Excerpted records –

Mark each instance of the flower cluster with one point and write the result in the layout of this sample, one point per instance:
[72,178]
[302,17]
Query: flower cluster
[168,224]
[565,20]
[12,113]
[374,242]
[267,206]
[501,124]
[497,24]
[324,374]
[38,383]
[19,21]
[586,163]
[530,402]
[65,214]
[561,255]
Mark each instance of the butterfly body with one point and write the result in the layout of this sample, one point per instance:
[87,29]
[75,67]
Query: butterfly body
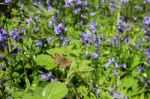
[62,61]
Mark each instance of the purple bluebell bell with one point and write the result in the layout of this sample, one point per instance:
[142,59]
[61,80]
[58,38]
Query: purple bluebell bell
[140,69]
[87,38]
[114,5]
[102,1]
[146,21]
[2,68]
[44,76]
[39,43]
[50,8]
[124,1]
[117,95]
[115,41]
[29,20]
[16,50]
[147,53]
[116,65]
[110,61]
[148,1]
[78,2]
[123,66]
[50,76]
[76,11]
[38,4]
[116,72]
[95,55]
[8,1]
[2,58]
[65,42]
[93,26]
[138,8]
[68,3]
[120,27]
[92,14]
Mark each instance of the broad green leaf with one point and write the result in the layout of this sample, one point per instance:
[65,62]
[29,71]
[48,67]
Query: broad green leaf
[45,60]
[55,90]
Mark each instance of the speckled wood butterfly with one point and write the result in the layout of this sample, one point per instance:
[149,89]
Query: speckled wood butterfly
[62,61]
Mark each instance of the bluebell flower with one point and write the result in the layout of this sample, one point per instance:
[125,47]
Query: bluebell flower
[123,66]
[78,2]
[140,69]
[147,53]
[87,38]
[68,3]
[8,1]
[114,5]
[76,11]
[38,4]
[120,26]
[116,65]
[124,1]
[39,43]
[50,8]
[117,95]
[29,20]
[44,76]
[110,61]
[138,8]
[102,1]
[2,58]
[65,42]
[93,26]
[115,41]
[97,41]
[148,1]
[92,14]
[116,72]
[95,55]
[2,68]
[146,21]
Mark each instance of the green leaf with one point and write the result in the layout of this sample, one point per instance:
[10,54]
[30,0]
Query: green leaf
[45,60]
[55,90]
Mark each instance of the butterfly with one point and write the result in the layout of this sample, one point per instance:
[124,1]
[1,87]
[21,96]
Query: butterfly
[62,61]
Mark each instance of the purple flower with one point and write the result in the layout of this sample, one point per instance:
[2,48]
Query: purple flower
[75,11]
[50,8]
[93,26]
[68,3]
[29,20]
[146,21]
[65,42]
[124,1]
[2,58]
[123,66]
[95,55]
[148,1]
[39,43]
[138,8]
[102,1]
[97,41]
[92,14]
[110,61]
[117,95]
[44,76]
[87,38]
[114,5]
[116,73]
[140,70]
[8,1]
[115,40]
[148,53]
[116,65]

...

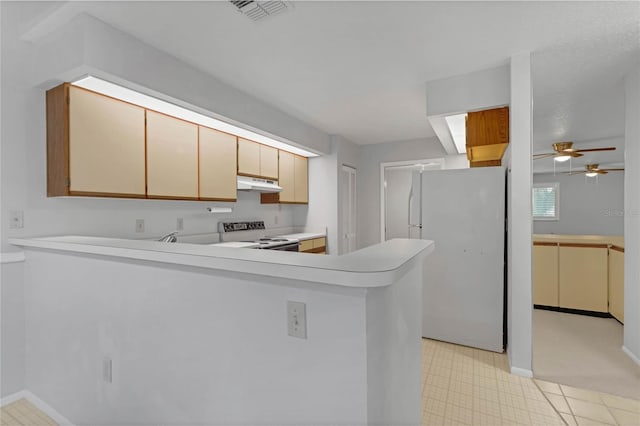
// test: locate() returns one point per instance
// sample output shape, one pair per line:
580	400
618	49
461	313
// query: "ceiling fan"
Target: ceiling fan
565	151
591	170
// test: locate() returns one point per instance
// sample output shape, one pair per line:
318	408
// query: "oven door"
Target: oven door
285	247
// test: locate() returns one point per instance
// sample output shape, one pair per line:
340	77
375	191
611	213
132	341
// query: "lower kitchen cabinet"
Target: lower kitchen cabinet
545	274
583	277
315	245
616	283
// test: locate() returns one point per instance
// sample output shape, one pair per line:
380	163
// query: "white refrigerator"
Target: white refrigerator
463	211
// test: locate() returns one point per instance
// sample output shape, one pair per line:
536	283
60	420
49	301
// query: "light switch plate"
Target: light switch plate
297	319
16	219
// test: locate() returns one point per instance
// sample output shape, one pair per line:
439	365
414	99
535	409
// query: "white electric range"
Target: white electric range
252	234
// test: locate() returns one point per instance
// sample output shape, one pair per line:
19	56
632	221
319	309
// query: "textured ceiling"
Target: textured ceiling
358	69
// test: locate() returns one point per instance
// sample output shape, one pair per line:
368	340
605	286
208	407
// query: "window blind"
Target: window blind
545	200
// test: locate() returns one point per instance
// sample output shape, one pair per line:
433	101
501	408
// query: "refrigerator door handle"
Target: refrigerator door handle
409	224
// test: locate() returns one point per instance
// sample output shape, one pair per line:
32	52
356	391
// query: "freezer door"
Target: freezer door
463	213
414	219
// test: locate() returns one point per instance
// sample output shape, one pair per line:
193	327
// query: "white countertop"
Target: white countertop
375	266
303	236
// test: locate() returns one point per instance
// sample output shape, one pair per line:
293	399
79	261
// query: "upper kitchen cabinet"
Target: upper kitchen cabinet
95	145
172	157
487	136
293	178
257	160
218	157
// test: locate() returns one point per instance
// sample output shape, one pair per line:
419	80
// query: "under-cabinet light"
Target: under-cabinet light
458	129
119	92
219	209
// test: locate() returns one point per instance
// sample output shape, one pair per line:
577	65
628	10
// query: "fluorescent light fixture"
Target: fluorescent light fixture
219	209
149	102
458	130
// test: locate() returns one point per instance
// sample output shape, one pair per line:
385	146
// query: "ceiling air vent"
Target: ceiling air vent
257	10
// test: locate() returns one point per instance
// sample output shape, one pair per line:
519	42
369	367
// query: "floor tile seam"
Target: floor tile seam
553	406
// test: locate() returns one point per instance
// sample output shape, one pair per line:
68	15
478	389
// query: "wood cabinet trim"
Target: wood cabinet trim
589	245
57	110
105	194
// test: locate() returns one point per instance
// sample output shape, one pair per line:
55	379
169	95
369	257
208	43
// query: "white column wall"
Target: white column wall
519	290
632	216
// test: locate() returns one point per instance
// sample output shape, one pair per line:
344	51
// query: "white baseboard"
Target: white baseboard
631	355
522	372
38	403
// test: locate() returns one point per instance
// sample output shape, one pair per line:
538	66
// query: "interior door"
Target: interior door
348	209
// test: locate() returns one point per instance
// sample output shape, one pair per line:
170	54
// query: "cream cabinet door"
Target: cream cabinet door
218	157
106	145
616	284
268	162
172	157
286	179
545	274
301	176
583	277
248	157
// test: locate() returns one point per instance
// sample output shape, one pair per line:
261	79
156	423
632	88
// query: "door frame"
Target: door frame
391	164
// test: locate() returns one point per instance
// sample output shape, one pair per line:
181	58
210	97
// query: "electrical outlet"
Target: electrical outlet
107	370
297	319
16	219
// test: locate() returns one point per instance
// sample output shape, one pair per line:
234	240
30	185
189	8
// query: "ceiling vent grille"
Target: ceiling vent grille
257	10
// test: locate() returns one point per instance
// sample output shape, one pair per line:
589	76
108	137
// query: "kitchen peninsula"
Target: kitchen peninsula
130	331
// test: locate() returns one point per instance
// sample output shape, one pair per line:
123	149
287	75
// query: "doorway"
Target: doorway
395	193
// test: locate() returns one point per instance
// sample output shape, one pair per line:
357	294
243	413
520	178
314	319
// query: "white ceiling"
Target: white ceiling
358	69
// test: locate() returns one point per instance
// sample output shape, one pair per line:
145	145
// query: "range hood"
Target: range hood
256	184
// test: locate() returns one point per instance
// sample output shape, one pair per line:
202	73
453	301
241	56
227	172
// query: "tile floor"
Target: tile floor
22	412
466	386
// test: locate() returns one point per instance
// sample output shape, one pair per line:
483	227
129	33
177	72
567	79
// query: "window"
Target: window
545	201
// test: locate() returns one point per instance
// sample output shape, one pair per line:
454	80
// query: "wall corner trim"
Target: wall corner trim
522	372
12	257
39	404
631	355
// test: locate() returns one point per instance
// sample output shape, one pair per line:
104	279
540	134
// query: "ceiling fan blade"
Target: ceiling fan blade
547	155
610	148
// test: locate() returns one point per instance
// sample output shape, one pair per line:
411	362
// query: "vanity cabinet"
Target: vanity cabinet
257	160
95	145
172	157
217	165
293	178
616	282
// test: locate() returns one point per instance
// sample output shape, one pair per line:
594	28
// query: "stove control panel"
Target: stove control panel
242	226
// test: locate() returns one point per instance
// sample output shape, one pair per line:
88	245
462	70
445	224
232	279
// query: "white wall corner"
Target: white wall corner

...

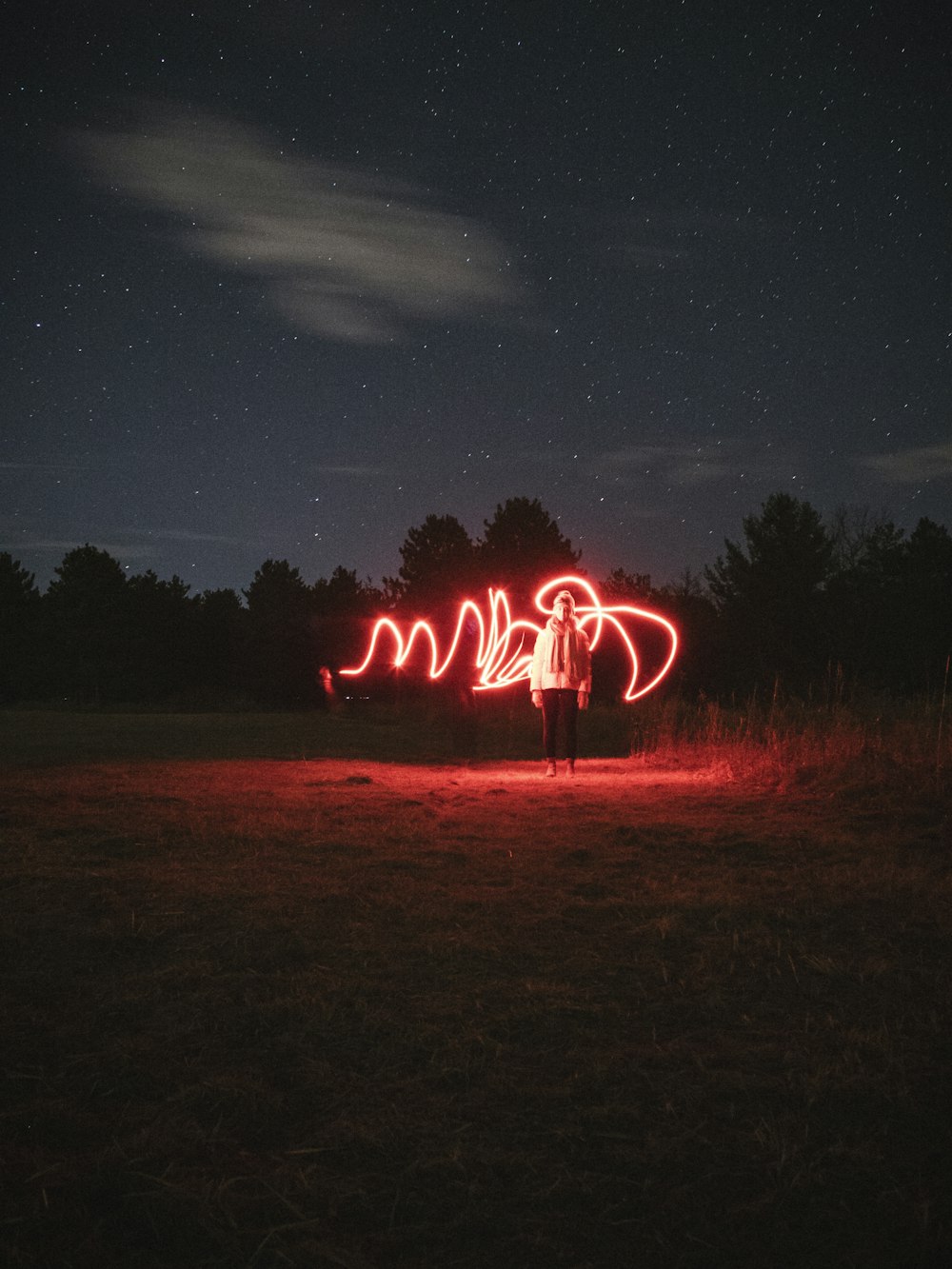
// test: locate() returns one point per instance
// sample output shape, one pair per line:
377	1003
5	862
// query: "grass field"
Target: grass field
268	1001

Work required –
Search the entries for the word "result" and copy every line that holds it.

Answer –
Mark each instance of the flower cluster with one point and write the result in the layout of this sample, one point per instance:
Mark each instance of the butterfly body with one point and write the result in the layout of this sample, one point per instance:
Mark each instance of the purple bluebell bell with one point and write the result in the layout of this sample, one point per instance:
Mark each instance of the broad green leaf with one point and write the result in the layout of this sample, one point per instance:
Mark each instance of the speckled wood butterfly with one point and write the result in the layout of this sample, one point per instance:
Mark each instance of the bluebell flower with one point and write the result in the layout of this sample, one point per instance:
Mark each instance of the green leaf with one point and write the result in the layout of this sample, one point per instance:
Mark each instance of the butterfly with one point and write the result in the layout of this sample, one point per instance:
Mark each instance of the purple flower with one point and write the result in the layout of this sample, one point per instance:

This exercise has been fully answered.